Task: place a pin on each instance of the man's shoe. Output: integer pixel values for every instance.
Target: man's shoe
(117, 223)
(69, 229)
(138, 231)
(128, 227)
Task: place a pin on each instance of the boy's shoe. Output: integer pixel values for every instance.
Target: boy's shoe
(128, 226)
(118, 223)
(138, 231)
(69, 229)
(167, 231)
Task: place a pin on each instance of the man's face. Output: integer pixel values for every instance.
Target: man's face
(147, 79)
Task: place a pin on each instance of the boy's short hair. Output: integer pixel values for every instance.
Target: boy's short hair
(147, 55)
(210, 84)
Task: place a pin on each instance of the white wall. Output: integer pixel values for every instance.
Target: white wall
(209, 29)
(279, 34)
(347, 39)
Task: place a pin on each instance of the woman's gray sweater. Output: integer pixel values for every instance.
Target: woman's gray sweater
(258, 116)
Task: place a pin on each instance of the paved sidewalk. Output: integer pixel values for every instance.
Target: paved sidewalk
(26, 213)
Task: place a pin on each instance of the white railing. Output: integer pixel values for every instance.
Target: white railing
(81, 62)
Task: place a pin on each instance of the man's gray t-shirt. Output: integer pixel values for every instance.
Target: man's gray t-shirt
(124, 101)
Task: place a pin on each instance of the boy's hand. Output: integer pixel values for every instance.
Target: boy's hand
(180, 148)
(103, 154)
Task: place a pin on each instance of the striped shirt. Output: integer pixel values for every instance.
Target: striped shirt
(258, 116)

> **ABOUT THIS TASK**
Find every line of the records holding "instance". Answer with the count alone.

> **ANSWER FOR THE TASK**
11